Redimensionnez la liste ci-dessous en recopiant toutes ses lignes, demandes comprises, et en multipliant par 2,45 les coordonnées des points donnés en réponse, arrondies à l'entier le plus proche (les demi-valeurs vers le haut). Laissez intactes les coordonnées des demandes et de leurs modèles, et omettez les images.

* * * * * * *

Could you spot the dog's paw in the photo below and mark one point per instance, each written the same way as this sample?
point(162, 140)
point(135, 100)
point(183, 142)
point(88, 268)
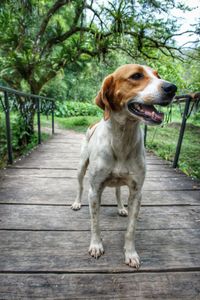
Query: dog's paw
point(132, 259)
point(96, 249)
point(76, 205)
point(123, 212)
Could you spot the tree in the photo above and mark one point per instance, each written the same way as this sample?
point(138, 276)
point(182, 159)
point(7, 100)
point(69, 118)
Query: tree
point(38, 39)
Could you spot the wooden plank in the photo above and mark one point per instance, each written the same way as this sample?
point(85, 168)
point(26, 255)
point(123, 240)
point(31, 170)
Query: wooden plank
point(37, 217)
point(62, 195)
point(75, 157)
point(44, 251)
point(171, 285)
point(161, 184)
point(12, 172)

* * * * * * *

Résultat de l'exercice:
Could you spot the dog's paw in the photo below and mark one point per instance, each written the same way as this sample?
point(162, 140)
point(135, 100)
point(183, 142)
point(88, 268)
Query: dog's paw
point(323, 635)
point(235, 610)
point(186, 502)
point(301, 519)
Could you spot the tree in the photo above and mark one point per instance, each written the same way as this sample?
point(138, 276)
point(182, 159)
point(7, 100)
point(69, 118)
Query: tree
point(93, 96)
Could you spot the wooden plank in the photo above and mark one point per instance, each written the same way as this sample?
point(85, 168)
point(26, 255)
point(123, 240)
point(31, 170)
Query: wooden plank
point(91, 532)
point(152, 478)
point(184, 385)
point(108, 615)
point(419, 698)
point(394, 451)
point(29, 421)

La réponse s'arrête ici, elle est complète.